CHARLESTON, SOUTH CAROLINA – U.S. Democratic presidential front-runner Hillary Clinton went on the offensive against top challenger Bernie Sanders at a debate on Sunday in reaction to his recent rise in opinion polls, saying he is soft on gun control and that his proposed health care overhaul is unrealistic.
Clinton, who leads in polls nationally but has seen Sanders gain in the early-voting states of Iowa and New Hampshire, tried to raise questions repeatedly about the self-styled democratic socialist at their last face-to-face encounter before Iowa holds the first nominating contest of 2016 on Feb. 1.
Clinton pounced on Sanders’ “Medicare-for-all” plan that was announced just hours before the debate and came in response to Clinton’s criticism of his previous record on health care over his career as a U.S. senator from Vermont.
The former secretary of state, former U.S. senator and wife of former President Bill Clinton said Sanders’ health care plan would undermine President Barack Obama’s signature Affordable Care Act at a time when Republican legislators are still trying to repeal and replace it.
“I have to say I’m not sure whether we’re talking about the plan you introduced tonight or the plan you introduced nine times over 20 years,” she told Sanders. “But the fact is we have the Affordable Care Act. … We have already seen 19 million Americans get insurance.”
Sanders said he wanted to build on the Obama law by making health insurance more affordable.

→ **Requirement**:
Copy the stretch of the debate report from "Clinton pounced on" through "senator from Vermont.", renaming "debate" as "forum". The data after this point has nothing to do with the debate report.

→ **Material provided**:

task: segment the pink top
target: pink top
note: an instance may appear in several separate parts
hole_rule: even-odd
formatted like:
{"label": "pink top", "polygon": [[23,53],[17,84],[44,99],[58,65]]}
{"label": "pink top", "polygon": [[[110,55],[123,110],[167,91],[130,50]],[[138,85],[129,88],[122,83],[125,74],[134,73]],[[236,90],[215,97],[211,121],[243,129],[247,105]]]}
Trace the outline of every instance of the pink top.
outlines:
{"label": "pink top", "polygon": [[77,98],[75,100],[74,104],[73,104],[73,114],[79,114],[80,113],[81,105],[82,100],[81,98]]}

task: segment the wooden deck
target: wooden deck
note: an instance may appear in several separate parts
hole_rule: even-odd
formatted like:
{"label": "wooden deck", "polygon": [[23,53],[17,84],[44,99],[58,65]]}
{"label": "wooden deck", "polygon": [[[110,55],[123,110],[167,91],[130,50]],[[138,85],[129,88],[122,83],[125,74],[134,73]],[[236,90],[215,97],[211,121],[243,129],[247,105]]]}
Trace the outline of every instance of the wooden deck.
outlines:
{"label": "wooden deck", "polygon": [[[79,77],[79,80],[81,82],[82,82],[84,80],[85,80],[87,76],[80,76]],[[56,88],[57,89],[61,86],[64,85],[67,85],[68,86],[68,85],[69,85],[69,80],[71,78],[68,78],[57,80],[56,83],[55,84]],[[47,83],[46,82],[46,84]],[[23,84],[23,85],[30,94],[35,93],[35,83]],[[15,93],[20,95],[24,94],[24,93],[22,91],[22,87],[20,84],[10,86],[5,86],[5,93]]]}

→ **Result below**:
Clinton pounced on Sanders’ “Medicare-for-all” plan that was announced just hours before the forum and came in response to Clinton’s criticism of his previous record on health care over his career as a U.S. senator from Vermont.